- **Tasks and exercises**
**a)** In the text on follicular drug delivery, what method was used to prepare the curcumin-loaded nanostructured lipid carriers?
**b)** Write out the passage of the follicular delivery text starting with "Methods: Curcumin-loaded nanostructured" and going on through "mouse hair follicles.", word for word.

- **Text provided**
Saman Heydari
1 
, Mohammad Barzegar-Jalali
2, Mostafa Heydari
3, Afsaneh Radmehr
4, Ana Cláudia Paiva-Santos
5,6, Maryam Kouhsoltani
7, Hamed Hamishehkar
8* 1 Student Research Committee and Department of Pharmaceutics, Faculty of Pharmacy, Tabriz University of Medical Sciences, Tabriz, Iran
2 Biotechnology Research Center and Department of Pharmaceutics, Faculty of Pharmacy, Tabriz University of Medical Sciences, Tabriz, Iran
3 Department of Pharmaceutical Nanotechnology, Faculty of Pharmacy, Tehran University of Medical Sciences, Tehran, Iran
4 Department of Dermatology, Faculty of Medicine, Tabriz University of Medical Sciences, Tabriz, Iran
5 Department of Pharmaceutical Technology, Faculty of Pharmacy of the University of Coimbra, University of Coimbra, 3000-548 Coimbra, Portugal
6 REQUIMTE/LAQV, Group of Pharmaceutical Technology, Faculty of Pharmacy of the University of Coimbra, University of Coimbra, 3000-548 Coimbra, Portugal
7 Department of Oral and Maxillofacial Pathology, School of Dentistry, Tabriz University of Medical Sciences, Tabriz, Iran
8 Drug Applied Research Center, Tabriz University of Medical Sciences, Tabriz, Iran
Abstract
Introduction: Follicular delivery is one of the targeted drug delivery methods aiming to target the hair follicles. The accumulation and retention time of targeted drugs is enhanced when nanoparticles are used as drug carriers. Particle size is one of the important factors affecting the penetration and accumulation of particles in the hair follicles, and there is a controversy in different studies for the best particle size for follicular delivery. Mouse models are mostly used in clinical trials for dermal, transdermal, and follicular delivery studies. Also, it is essential to investigate the reliability of the results between human studies and mouse models.
Methods: Curcumin-loaded nanostructured lipid carriers (NLCs), as a fluorescent agent, with three different particle size ranges were prepared using the hot homogenization method and applied topically on the mouse and human study groups. Biopsies were taken from applied areas on different days after using the formulation. The histopathology studies were done on the skin biopsies of both groups using confocal laser scanning microscopy (CLSM). We compared the confocal laser scanning microscope pictures of different groups, in terms of penetration and retention time of nanoparticles in human and mouse hair follicles.

- **Data records**
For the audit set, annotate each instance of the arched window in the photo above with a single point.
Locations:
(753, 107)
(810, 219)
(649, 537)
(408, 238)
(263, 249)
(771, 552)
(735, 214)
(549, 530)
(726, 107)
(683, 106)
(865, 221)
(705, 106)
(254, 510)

- **Results of the tasks**
**a)** The hot homogenization method.

**b)**
Methods: Curcumin-loaded nanostructured lipid carriers (NLCs), as a fluorescent agent, with three different particle size ranges were prepared using the hot homogenization method and applied topically on the mouse and human study groups. Biopsies were taken from applied areas on different days after using the formulation. The histopathology studies were done on the skin biopsies of both groups using confocal laser scanning microscopy (CLSM). We compared the confocal laser scanning microscope pictures of different groups, in terms of penetration and retention time of nanoparticles in human and mouse hair follicles.